_To do_
Find and copy each line of the records where the string "pumpkin" shows up.

_Supplied material_
= = =

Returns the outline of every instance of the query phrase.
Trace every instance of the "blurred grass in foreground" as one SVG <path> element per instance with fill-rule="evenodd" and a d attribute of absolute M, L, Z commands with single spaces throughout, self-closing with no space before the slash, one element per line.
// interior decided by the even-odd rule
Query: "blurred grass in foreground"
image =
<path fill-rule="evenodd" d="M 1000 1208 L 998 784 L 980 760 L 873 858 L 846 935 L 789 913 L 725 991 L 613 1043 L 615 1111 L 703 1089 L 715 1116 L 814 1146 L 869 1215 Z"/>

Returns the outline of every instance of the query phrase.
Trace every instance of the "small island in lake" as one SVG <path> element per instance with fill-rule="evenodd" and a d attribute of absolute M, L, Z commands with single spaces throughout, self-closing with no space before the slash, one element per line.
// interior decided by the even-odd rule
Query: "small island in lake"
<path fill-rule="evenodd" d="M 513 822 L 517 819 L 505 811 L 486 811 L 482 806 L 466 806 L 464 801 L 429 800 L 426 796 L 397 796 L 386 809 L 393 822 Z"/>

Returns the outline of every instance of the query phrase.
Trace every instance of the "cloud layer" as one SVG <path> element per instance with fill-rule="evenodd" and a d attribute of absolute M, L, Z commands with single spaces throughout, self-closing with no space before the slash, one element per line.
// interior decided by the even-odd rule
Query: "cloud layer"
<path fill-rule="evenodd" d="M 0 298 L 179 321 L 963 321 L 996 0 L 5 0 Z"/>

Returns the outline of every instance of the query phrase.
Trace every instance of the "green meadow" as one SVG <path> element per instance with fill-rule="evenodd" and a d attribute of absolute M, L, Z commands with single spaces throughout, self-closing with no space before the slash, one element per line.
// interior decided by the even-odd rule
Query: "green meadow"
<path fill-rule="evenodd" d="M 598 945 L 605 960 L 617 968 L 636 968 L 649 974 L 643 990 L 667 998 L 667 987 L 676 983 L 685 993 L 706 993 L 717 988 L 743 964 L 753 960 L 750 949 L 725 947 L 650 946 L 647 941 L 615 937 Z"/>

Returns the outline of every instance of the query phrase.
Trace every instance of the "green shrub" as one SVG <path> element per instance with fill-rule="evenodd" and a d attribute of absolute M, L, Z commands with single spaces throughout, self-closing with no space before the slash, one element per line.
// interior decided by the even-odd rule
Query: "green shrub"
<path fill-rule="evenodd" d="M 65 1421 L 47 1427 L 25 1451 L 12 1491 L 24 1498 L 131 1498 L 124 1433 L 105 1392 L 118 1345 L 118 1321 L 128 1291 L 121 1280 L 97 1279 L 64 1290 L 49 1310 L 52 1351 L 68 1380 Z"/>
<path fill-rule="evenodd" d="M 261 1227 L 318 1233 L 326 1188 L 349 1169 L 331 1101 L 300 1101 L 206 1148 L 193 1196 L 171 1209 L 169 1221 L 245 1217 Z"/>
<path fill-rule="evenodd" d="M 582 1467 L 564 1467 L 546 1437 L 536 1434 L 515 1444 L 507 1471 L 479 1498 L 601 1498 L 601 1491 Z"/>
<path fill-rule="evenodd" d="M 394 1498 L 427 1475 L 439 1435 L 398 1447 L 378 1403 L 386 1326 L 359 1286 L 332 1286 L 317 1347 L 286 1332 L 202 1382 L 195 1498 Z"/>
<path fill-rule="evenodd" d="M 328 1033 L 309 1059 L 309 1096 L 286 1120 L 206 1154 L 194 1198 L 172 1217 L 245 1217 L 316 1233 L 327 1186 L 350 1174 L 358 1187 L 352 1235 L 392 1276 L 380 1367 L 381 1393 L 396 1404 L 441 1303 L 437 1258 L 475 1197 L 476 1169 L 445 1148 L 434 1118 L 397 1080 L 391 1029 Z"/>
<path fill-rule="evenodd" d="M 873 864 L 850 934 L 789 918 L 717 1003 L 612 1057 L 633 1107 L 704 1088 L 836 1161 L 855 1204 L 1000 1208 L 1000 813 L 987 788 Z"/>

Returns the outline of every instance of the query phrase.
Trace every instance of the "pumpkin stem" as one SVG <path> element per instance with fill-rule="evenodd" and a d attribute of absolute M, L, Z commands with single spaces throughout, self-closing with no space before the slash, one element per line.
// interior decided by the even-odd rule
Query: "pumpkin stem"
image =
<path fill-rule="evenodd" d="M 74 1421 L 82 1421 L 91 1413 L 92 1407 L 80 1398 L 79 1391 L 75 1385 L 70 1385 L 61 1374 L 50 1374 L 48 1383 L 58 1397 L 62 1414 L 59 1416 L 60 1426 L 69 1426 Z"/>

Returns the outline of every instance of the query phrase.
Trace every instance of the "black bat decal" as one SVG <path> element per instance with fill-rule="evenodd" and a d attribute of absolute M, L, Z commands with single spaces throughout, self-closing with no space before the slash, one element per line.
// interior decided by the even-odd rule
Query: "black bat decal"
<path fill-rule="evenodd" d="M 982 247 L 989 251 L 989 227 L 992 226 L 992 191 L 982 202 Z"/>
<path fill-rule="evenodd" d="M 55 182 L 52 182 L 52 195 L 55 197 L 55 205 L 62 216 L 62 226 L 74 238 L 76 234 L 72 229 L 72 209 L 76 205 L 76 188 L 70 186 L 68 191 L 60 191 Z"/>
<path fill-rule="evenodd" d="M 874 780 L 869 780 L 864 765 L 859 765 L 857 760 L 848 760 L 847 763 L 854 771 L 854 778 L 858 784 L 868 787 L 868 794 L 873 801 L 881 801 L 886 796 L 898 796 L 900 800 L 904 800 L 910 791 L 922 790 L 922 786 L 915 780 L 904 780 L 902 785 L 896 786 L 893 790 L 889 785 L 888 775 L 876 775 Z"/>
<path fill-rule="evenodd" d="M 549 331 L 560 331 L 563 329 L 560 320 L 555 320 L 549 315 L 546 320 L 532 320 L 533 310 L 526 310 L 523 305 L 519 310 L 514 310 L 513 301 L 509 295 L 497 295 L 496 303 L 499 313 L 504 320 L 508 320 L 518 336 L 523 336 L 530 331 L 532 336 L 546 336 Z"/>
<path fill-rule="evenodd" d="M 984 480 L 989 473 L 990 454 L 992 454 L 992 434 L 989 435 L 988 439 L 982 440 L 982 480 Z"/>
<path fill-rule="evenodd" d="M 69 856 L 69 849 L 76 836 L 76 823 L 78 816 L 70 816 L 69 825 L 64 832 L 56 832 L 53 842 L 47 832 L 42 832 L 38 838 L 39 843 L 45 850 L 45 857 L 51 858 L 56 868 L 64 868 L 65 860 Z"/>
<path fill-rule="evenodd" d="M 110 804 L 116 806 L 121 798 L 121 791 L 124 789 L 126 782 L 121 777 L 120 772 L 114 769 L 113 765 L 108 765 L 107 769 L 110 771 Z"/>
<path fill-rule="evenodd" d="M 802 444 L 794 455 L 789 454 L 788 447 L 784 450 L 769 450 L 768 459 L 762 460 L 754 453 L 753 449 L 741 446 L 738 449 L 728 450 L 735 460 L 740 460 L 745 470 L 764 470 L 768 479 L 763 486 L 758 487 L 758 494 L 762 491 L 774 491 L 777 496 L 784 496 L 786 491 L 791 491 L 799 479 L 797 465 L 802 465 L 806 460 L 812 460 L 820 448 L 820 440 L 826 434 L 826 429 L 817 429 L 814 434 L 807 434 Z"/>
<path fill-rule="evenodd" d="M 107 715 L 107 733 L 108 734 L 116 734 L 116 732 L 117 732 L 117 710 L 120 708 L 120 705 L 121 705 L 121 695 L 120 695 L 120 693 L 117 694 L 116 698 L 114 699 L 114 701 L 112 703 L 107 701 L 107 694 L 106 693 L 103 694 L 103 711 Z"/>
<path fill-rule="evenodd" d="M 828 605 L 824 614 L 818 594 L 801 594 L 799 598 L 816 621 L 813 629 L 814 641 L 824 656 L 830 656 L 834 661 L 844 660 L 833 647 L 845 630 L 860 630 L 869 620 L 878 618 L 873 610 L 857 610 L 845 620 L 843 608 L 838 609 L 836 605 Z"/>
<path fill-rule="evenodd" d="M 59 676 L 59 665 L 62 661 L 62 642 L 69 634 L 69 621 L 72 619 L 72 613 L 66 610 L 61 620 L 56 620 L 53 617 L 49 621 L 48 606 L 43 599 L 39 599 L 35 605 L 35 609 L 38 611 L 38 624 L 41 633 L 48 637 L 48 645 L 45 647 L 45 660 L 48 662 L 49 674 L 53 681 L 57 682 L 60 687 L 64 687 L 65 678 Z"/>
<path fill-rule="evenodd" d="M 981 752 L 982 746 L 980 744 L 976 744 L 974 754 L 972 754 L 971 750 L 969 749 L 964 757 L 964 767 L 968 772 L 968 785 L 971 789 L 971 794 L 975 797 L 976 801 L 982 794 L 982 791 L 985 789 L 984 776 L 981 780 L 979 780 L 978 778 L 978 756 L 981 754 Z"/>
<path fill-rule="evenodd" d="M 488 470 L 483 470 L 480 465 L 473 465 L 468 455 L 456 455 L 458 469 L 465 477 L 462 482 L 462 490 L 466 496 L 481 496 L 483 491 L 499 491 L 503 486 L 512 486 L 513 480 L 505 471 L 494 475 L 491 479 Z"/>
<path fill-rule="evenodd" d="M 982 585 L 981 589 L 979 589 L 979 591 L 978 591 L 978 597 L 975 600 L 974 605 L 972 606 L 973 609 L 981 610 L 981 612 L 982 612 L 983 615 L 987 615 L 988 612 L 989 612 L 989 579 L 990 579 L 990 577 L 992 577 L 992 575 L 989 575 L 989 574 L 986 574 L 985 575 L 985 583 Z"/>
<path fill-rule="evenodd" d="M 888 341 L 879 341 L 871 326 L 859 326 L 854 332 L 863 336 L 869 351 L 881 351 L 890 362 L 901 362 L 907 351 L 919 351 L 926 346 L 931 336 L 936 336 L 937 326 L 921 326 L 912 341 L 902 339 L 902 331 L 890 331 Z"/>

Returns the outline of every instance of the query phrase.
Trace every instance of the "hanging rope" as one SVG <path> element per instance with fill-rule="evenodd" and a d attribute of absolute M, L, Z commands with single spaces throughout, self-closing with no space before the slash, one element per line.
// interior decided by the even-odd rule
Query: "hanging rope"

= = =

_Answer to this problem_
Trace every instance of the "pumpkin stem" as one SVG <path> element per instance with fill-rule="evenodd" and a d attribute of absolute M, L, Z commands with single spaces throughout, self-closing with no space before the slash, one element per line.
Query: "pumpkin stem"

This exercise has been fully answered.